─── Input for this task

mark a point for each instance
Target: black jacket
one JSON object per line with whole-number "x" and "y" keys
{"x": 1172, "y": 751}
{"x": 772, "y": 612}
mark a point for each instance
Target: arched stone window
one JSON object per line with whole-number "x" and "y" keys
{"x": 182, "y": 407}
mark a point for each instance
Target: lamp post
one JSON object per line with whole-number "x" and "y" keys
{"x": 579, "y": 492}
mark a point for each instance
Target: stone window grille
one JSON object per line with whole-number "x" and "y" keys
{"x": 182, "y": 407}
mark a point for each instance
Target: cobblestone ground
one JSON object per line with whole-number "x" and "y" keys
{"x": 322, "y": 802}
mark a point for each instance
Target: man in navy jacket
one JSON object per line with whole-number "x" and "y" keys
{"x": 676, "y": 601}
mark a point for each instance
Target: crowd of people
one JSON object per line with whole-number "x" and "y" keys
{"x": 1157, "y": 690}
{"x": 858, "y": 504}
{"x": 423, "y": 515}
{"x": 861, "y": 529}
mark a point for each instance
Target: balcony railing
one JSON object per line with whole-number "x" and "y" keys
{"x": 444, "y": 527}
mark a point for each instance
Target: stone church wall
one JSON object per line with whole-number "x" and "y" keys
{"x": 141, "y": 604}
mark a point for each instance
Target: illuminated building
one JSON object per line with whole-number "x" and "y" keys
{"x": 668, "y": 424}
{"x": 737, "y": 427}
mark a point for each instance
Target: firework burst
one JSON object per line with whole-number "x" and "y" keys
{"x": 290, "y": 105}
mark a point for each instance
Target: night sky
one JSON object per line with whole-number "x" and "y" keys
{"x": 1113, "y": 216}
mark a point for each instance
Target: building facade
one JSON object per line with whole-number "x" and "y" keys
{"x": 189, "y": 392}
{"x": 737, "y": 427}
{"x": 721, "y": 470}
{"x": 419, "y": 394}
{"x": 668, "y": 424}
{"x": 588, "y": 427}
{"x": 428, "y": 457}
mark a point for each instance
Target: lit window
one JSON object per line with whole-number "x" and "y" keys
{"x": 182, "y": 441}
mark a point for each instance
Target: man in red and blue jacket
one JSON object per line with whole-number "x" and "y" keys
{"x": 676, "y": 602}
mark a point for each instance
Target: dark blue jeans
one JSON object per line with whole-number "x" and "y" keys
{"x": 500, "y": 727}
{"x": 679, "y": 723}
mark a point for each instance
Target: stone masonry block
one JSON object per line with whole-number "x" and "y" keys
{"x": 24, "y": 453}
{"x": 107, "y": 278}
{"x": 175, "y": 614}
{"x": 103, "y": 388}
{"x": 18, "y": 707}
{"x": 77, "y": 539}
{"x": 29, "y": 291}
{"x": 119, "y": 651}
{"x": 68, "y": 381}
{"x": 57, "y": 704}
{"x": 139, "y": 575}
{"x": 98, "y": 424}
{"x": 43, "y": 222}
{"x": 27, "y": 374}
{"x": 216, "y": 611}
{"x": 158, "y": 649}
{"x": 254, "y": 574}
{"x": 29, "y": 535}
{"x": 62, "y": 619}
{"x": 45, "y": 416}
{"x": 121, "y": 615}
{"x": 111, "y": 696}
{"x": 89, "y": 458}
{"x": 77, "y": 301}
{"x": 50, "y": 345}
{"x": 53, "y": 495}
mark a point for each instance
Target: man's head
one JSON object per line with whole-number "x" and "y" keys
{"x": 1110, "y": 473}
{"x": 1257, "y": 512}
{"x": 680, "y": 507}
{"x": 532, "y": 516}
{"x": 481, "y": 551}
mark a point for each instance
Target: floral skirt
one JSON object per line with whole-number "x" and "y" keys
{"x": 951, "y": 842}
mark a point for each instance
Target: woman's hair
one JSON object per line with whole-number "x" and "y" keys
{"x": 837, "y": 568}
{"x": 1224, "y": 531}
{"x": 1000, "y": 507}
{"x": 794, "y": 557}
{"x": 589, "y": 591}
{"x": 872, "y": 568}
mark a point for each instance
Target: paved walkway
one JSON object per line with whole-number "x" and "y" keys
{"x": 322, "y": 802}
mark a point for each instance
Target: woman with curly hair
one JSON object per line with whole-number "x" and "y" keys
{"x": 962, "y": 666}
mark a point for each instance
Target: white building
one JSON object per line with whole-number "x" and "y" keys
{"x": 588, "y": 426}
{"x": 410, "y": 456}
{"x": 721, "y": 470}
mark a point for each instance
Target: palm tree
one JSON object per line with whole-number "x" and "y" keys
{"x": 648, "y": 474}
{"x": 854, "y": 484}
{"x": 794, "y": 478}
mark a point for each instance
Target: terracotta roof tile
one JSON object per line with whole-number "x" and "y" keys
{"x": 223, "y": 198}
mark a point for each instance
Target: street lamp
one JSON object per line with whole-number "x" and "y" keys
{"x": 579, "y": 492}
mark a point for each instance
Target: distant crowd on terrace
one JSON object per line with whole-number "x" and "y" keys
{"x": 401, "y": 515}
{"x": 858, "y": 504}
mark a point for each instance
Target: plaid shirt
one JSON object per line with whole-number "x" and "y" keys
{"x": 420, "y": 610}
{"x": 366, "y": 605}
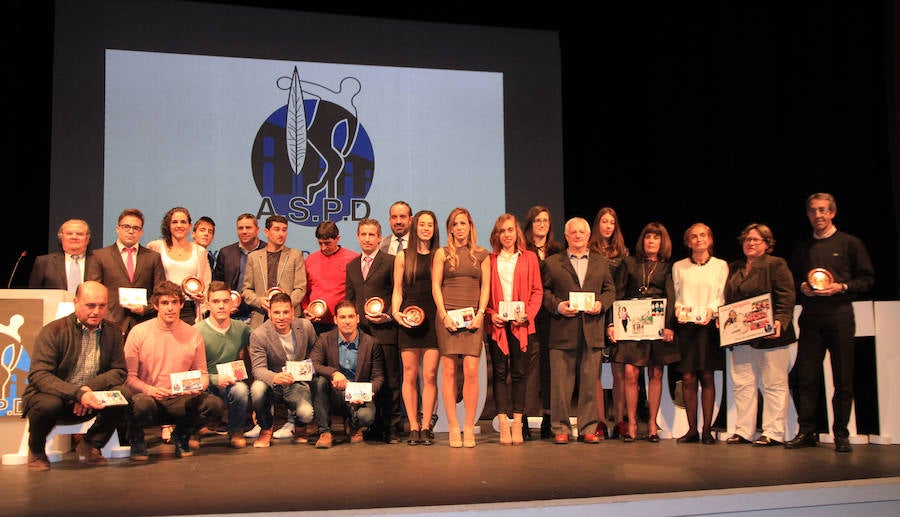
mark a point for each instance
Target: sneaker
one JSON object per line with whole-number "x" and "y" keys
{"x": 299, "y": 434}
{"x": 324, "y": 442}
{"x": 86, "y": 453}
{"x": 182, "y": 445}
{"x": 139, "y": 450}
{"x": 286, "y": 431}
{"x": 236, "y": 440}
{"x": 264, "y": 440}
{"x": 38, "y": 462}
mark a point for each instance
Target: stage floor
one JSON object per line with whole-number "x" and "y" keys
{"x": 375, "y": 475}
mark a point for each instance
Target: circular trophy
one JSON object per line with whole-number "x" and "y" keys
{"x": 374, "y": 306}
{"x": 192, "y": 287}
{"x": 413, "y": 316}
{"x": 317, "y": 308}
{"x": 819, "y": 278}
{"x": 274, "y": 290}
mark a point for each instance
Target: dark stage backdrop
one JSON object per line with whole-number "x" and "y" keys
{"x": 723, "y": 113}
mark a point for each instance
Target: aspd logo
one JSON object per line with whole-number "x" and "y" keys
{"x": 312, "y": 160}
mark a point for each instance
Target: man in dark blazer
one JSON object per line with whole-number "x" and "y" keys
{"x": 275, "y": 266}
{"x": 64, "y": 375}
{"x": 339, "y": 356}
{"x": 576, "y": 333}
{"x": 110, "y": 266}
{"x": 231, "y": 261}
{"x": 53, "y": 270}
{"x": 378, "y": 282}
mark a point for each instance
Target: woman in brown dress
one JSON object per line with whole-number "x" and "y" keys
{"x": 460, "y": 280}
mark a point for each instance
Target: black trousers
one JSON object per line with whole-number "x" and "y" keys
{"x": 509, "y": 398}
{"x": 46, "y": 411}
{"x": 834, "y": 332}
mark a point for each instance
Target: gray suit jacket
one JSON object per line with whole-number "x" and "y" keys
{"x": 559, "y": 280}
{"x": 267, "y": 356}
{"x": 380, "y": 283}
{"x": 49, "y": 271}
{"x": 291, "y": 278}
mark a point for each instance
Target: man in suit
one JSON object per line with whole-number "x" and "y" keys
{"x": 66, "y": 269}
{"x": 401, "y": 217}
{"x": 339, "y": 356}
{"x": 576, "y": 334}
{"x": 275, "y": 266}
{"x": 203, "y": 233}
{"x": 231, "y": 261}
{"x": 127, "y": 264}
{"x": 326, "y": 274}
{"x": 155, "y": 350}
{"x": 73, "y": 356}
{"x": 282, "y": 338}
{"x": 372, "y": 275}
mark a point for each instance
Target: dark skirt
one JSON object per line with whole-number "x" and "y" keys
{"x": 699, "y": 347}
{"x": 646, "y": 353}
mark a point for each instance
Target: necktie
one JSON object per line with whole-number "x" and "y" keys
{"x": 74, "y": 275}
{"x": 129, "y": 263}
{"x": 367, "y": 263}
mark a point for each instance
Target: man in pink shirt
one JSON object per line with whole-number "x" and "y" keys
{"x": 155, "y": 351}
{"x": 326, "y": 275}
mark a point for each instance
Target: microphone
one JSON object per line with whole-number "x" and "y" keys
{"x": 18, "y": 261}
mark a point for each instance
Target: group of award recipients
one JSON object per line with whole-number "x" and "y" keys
{"x": 543, "y": 307}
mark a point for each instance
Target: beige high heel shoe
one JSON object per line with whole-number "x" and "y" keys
{"x": 505, "y": 435}
{"x": 469, "y": 437}
{"x": 453, "y": 438}
{"x": 516, "y": 435}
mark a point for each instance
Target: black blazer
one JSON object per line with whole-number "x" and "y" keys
{"x": 49, "y": 271}
{"x": 369, "y": 363}
{"x": 559, "y": 280}
{"x": 767, "y": 274}
{"x": 55, "y": 356}
{"x": 108, "y": 268}
{"x": 380, "y": 283}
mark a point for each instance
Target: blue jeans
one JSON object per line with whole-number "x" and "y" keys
{"x": 328, "y": 399}
{"x": 296, "y": 396}
{"x": 237, "y": 398}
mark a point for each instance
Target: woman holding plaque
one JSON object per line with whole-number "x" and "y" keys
{"x": 607, "y": 240}
{"x": 460, "y": 284}
{"x": 699, "y": 291}
{"x": 646, "y": 275}
{"x": 186, "y": 263}
{"x": 416, "y": 339}
{"x": 766, "y": 358}
{"x": 516, "y": 296}
{"x": 539, "y": 239}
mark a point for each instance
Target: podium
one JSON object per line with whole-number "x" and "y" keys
{"x": 23, "y": 312}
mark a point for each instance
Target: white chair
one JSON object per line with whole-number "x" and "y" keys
{"x": 59, "y": 441}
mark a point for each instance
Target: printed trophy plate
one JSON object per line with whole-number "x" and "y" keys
{"x": 374, "y": 306}
{"x": 413, "y": 316}
{"x": 317, "y": 308}
{"x": 819, "y": 278}
{"x": 192, "y": 287}
{"x": 273, "y": 291}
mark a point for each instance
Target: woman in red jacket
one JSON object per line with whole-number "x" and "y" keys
{"x": 516, "y": 293}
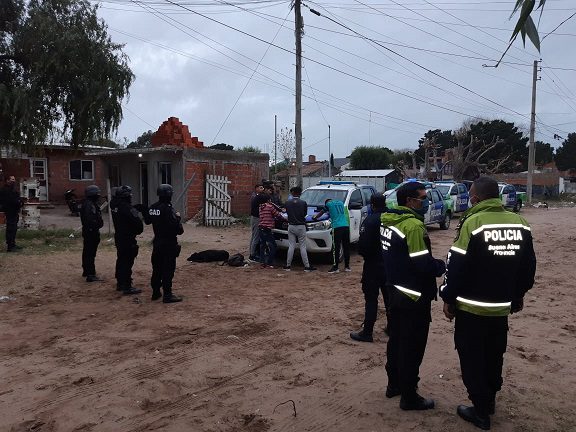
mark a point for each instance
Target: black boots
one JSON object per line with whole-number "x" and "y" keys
{"x": 471, "y": 415}
{"x": 416, "y": 402}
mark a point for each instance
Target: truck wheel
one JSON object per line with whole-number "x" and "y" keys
{"x": 445, "y": 224}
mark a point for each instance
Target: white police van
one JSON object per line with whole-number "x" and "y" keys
{"x": 356, "y": 197}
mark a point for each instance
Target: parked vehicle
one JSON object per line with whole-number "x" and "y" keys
{"x": 438, "y": 212}
{"x": 511, "y": 199}
{"x": 356, "y": 197}
{"x": 455, "y": 194}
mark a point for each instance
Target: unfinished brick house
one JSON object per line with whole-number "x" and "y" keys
{"x": 181, "y": 160}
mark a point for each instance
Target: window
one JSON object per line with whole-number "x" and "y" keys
{"x": 356, "y": 198}
{"x": 166, "y": 173}
{"x": 367, "y": 193}
{"x": 115, "y": 177}
{"x": 81, "y": 170}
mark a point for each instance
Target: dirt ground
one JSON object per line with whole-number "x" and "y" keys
{"x": 257, "y": 350}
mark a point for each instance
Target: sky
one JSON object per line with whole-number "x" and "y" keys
{"x": 379, "y": 72}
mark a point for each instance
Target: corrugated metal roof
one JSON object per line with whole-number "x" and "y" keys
{"x": 365, "y": 173}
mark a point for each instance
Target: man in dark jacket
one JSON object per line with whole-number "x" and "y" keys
{"x": 411, "y": 273}
{"x": 11, "y": 205}
{"x": 297, "y": 210}
{"x": 91, "y": 218}
{"x": 167, "y": 226}
{"x": 373, "y": 272}
{"x": 127, "y": 225}
{"x": 491, "y": 266}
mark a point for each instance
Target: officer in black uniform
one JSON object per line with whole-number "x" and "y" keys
{"x": 127, "y": 225}
{"x": 11, "y": 205}
{"x": 373, "y": 272}
{"x": 167, "y": 226}
{"x": 91, "y": 223}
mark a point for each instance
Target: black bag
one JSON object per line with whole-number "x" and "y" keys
{"x": 236, "y": 260}
{"x": 209, "y": 255}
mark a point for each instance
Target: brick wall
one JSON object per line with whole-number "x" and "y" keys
{"x": 242, "y": 170}
{"x": 59, "y": 173}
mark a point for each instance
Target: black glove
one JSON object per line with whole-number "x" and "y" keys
{"x": 517, "y": 305}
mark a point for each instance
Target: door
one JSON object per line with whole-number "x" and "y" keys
{"x": 355, "y": 205}
{"x": 144, "y": 183}
{"x": 39, "y": 171}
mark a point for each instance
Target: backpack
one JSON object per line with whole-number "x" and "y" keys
{"x": 209, "y": 255}
{"x": 236, "y": 260}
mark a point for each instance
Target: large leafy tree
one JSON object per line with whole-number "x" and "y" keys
{"x": 365, "y": 157}
{"x": 566, "y": 154}
{"x": 60, "y": 73}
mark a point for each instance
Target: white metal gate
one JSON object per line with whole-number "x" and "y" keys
{"x": 217, "y": 208}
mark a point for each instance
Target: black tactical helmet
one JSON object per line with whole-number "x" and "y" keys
{"x": 124, "y": 192}
{"x": 92, "y": 191}
{"x": 165, "y": 190}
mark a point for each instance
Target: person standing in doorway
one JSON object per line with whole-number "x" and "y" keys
{"x": 11, "y": 205}
{"x": 91, "y": 218}
{"x": 297, "y": 211}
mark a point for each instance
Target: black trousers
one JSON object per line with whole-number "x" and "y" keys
{"x": 408, "y": 335}
{"x": 91, "y": 242}
{"x": 373, "y": 283}
{"x": 341, "y": 238}
{"x": 481, "y": 343}
{"x": 11, "y": 228}
{"x": 126, "y": 253}
{"x": 163, "y": 267}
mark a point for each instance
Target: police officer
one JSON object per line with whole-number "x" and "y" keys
{"x": 411, "y": 273}
{"x": 167, "y": 226}
{"x": 373, "y": 272}
{"x": 91, "y": 218}
{"x": 127, "y": 225}
{"x": 491, "y": 266}
{"x": 11, "y": 205}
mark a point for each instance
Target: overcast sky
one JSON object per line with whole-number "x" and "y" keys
{"x": 191, "y": 67}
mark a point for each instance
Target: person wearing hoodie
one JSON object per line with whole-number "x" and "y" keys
{"x": 411, "y": 273}
{"x": 491, "y": 266}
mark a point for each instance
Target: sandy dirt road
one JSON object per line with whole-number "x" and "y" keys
{"x": 79, "y": 357}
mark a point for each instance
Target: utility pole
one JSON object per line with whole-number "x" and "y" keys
{"x": 275, "y": 145}
{"x": 329, "y": 155}
{"x": 531, "y": 152}
{"x": 299, "y": 29}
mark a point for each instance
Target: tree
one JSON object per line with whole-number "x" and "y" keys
{"x": 60, "y": 73}
{"x": 544, "y": 153}
{"x": 143, "y": 141}
{"x": 250, "y": 149}
{"x": 566, "y": 154}
{"x": 365, "y": 157}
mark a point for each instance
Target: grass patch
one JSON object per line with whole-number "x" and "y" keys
{"x": 43, "y": 241}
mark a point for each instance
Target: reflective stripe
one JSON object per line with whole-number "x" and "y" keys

──────

— Task description —
List every line of the records above that contains the word "metal", matching case exactly.

— Output for this task —
Target: corrugated metal roof
Target: white metal gate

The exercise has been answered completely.